[Referring expression pointing data]

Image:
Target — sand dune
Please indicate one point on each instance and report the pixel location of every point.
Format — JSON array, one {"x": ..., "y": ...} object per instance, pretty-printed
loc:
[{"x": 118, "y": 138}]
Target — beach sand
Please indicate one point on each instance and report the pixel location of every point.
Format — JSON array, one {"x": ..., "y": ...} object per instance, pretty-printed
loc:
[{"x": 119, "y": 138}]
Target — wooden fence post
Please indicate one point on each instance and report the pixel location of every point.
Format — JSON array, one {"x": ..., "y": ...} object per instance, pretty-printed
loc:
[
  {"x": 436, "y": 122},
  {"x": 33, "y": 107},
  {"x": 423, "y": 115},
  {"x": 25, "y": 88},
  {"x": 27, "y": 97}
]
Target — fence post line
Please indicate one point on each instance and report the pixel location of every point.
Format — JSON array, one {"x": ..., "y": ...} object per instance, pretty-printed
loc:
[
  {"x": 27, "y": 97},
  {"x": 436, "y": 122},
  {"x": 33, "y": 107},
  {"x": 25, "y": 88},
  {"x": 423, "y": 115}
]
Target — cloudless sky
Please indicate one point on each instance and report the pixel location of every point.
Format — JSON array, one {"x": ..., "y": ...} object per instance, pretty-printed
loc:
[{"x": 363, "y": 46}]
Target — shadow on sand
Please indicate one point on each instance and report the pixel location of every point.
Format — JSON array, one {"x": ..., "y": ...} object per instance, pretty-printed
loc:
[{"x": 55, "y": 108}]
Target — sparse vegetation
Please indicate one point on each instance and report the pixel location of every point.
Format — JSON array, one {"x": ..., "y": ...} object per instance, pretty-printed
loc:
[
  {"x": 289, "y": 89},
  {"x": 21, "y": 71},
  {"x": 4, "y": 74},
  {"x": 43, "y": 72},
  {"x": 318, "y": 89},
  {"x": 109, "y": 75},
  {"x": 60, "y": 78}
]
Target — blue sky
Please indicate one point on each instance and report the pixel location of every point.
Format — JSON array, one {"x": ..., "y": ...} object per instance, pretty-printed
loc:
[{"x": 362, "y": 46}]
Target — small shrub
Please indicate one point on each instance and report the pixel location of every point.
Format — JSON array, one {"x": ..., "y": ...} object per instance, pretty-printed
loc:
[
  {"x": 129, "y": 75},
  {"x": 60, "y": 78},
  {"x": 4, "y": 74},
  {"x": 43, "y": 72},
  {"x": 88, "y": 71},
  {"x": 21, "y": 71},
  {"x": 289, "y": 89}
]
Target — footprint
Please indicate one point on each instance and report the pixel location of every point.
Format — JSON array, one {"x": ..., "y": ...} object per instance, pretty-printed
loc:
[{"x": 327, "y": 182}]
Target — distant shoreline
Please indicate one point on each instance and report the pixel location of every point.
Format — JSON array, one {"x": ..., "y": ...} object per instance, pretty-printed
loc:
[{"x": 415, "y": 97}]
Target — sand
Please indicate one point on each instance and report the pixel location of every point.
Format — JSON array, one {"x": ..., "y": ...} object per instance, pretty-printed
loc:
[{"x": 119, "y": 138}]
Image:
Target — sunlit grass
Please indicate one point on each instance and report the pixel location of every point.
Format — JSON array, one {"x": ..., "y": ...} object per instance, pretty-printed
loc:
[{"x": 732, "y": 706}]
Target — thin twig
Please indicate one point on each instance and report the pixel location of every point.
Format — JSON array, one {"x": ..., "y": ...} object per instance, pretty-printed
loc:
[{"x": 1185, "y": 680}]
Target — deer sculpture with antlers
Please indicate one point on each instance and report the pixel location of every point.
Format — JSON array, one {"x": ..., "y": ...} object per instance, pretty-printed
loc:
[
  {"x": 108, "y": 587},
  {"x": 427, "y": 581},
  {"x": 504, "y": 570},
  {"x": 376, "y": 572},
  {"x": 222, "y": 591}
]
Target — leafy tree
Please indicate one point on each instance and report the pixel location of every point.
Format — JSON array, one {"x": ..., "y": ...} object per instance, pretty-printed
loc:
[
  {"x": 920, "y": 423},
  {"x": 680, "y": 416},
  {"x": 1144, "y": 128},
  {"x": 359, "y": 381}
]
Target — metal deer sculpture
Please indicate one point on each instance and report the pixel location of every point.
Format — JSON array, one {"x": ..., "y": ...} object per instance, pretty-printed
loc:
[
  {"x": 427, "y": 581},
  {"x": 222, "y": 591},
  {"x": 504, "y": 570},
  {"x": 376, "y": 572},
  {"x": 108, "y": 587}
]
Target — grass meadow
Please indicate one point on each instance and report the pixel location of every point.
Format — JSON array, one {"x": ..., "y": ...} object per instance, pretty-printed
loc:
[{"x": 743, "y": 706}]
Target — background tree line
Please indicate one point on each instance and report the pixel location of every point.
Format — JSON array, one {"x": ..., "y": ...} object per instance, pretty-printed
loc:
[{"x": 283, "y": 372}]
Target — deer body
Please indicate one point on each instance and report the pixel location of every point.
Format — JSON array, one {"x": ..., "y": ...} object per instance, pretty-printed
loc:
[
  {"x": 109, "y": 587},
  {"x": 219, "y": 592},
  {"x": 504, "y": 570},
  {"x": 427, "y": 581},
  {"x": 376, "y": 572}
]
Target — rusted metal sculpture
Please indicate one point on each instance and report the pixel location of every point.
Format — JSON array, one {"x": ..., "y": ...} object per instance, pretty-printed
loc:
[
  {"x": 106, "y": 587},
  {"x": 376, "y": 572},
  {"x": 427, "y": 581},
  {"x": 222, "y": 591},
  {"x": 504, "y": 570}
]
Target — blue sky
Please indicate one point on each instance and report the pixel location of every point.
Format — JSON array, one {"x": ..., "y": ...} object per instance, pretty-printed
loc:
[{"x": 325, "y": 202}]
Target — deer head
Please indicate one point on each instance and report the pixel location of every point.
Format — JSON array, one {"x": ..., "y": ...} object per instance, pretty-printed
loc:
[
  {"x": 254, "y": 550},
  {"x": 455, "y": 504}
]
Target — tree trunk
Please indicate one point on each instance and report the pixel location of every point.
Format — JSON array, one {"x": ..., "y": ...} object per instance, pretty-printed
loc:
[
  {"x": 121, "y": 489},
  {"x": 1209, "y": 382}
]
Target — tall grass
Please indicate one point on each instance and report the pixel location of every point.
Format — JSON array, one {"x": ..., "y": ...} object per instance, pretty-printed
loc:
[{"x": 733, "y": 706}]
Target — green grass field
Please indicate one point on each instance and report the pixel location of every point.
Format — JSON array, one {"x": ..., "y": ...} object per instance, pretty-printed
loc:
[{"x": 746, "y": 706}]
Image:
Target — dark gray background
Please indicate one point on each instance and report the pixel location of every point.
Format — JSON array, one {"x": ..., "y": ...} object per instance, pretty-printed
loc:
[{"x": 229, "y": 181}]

## [What the exercise asks]
Nothing but an exact transcription of the records is expected.

## [Your solution]
Image:
Target — sand dune
Please indicate one point on each instance and report the pixel location of every point.
Format — JSON array, one {"x": ..., "y": ...} object per instance, pretty-printed
loc:
[{"x": 118, "y": 138}]
Target — beach sand
Please indicate one point on each instance and report the pixel location of every point.
Format — JSON array, one {"x": ..., "y": ...} object per instance, pretty-printed
loc:
[{"x": 119, "y": 138}]
Target — wooden fence post
Please indicate one point on each instance and report the pixel location of every point.
Format — JSON array, one {"x": ..., "y": ...} object per instance, pretty-printed
loc:
[
  {"x": 436, "y": 122},
  {"x": 33, "y": 107},
  {"x": 423, "y": 115},
  {"x": 25, "y": 88},
  {"x": 27, "y": 97}
]
Target — fence post line
Please indicate one point on each instance and report the pixel location of every point.
Format — JSON array, one {"x": ..., "y": ...} object per instance, pretty-printed
loc:
[
  {"x": 27, "y": 97},
  {"x": 436, "y": 122},
  {"x": 33, "y": 107},
  {"x": 25, "y": 88},
  {"x": 423, "y": 115}
]
Target — cloudless sky
Please indicate one point on each instance and report the pixel location of every point.
Format — JSON array, one {"x": ..., "y": ...} object per instance, pretty-printed
loc:
[{"x": 363, "y": 46}]
Target — shadow on sand
Please indicate one point on each instance and report the pixel location of every point.
Format — JSON array, one {"x": ..., "y": ...} object per instance, pretty-printed
loc:
[{"x": 55, "y": 108}]
Target — sparse vegetation
Please indicate one point on each instance and report the pixel location of every point.
Format — JSON array, one {"x": ..., "y": ...} object per instance, pretty-printed
loc:
[
  {"x": 289, "y": 89},
  {"x": 21, "y": 71},
  {"x": 4, "y": 74},
  {"x": 43, "y": 72},
  {"x": 318, "y": 89},
  {"x": 109, "y": 75},
  {"x": 60, "y": 78}
]
Target — blue sky
Please indicate one point on each instance and report the pixel location of every point.
Format — JSON array, one {"x": ..., "y": ...} object per instance, pretty-printed
loc:
[{"x": 362, "y": 46}]
Target — small shrub
Please indicate one point on each instance and report the pixel location of every point.
Format — JSON array, one {"x": ..., "y": ...} object per instance, pretty-printed
loc:
[
  {"x": 129, "y": 75},
  {"x": 60, "y": 78},
  {"x": 4, "y": 74},
  {"x": 43, "y": 72},
  {"x": 88, "y": 71},
  {"x": 21, "y": 71},
  {"x": 289, "y": 89}
]
Target — footprint
Please indicate one point on each instance and report the pixel location of every point.
Format — JSON array, one {"x": ..., "y": ...} object per instance, pretty-printed
loc:
[{"x": 327, "y": 182}]
Target — distant shoreline
Please indicate one point on each instance and report the pixel location of every point.
Format — JSON array, one {"x": ..., "y": ...} object per instance, pretty-printed
loc:
[{"x": 415, "y": 97}]
Target — sand
Please indicate one point on each instance and report the pixel location of every point.
Format — JSON array, one {"x": ..., "y": ...} object per instance, pretty-printed
loc:
[{"x": 119, "y": 138}]
Image:
Target — sunlit grass
Please indicate one point on each instance and report the pixel location of every point.
Format — JSON array, one {"x": ..., "y": ...} object per instance, pretty-printed
loc:
[{"x": 732, "y": 706}]
Target — thin twig
Please indicate one point on each instance and report the pixel location of every point.
Format — JSON array, one {"x": ..., "y": ...} object per instance, pretty-printed
loc:
[{"x": 1185, "y": 680}]
Target — deer sculpture with antlers
Please indicate one point on each instance and report the pixel location of every point.
Format — JSON array, one {"x": ..., "y": ...} object per instance, pretty-printed
loc:
[
  {"x": 108, "y": 587},
  {"x": 427, "y": 581},
  {"x": 504, "y": 570},
  {"x": 376, "y": 572},
  {"x": 222, "y": 591}
]
Target — leafy tree
Please indicate one point on each instance and report the pixel location of every point.
Format — JSON array, one {"x": ..., "y": ...} object per instance, pretty-printed
loc:
[
  {"x": 920, "y": 423},
  {"x": 680, "y": 416},
  {"x": 1144, "y": 128},
  {"x": 359, "y": 381}
]
Target — metal deer sculpture
Please indicate one point on each instance and report the pixel location of every point.
Format — JSON array, one {"x": ..., "y": ...} object per instance, pretty-printed
loc:
[
  {"x": 427, "y": 581},
  {"x": 222, "y": 591},
  {"x": 504, "y": 570},
  {"x": 376, "y": 572},
  {"x": 108, "y": 587}
]
Target — grass meadow
Please indicate one point on each instance and report the pixel location of every point.
Format — JSON array, one {"x": ..., "y": ...} object per instance, pretty-printed
loc:
[{"x": 743, "y": 706}]
Target — background tree line
Please indicate one point on each instance and report the pixel location of every point.
Format — JSON array, one {"x": ..., "y": ...} object per instance, pretty-printed
loc:
[{"x": 283, "y": 372}]
Target — deer body
Please indicate one point on each instance and report the pixel location of every point.
Format — JSON array, one {"x": ..., "y": ...} object per instance, pretty-printed
loc:
[
  {"x": 109, "y": 587},
  {"x": 219, "y": 592},
  {"x": 504, "y": 570},
  {"x": 427, "y": 581},
  {"x": 376, "y": 572}
]
Target — rusted metal sculpture
Please indicate one point on each instance and report the pixel location of every point.
Format — JSON array, one {"x": ..., "y": ...} object per instance, pretty-printed
loc:
[
  {"x": 106, "y": 587},
  {"x": 376, "y": 572},
  {"x": 427, "y": 581},
  {"x": 222, "y": 591},
  {"x": 504, "y": 570}
]
Target — blue sky
Please indicate one point on each instance and report the pixel location of every point.
Format — JSON array, one {"x": ..., "y": ...} object per instance, pretty-printed
loc:
[{"x": 325, "y": 202}]
Target — deer head
Please indicate one point on each instance and report the pixel location of every point.
Format — JSON array, one {"x": ..., "y": ...} object per instance, pretty-printed
loc:
[
  {"x": 254, "y": 550},
  {"x": 455, "y": 504}
]
Target — tree trunk
Please indicate one point on each instance and report the pixel location of every point.
Format — JSON array, one {"x": ..., "y": ...} object per instance, pretty-printed
loc:
[
  {"x": 121, "y": 489},
  {"x": 1209, "y": 382}
]
Target — tall grass
Please indicate one point on each instance and report the pixel location of every point.
Format — JSON array, one {"x": ..., "y": ...} object per instance, pretty-printed
loc:
[{"x": 733, "y": 706}]
Target — green grass field
Please indicate one point on each instance and report the pixel location of every point.
Format — JSON array, one {"x": ..., "y": ...} object per instance, pretty-printed
loc:
[{"x": 746, "y": 706}]
Image:
Target — dark gray background
Please indicate one point on each instance and report the pixel location of every point.
Format — JSON array, one {"x": ..., "y": ...} object per instance, pretty-printed
loc:
[{"x": 229, "y": 181}]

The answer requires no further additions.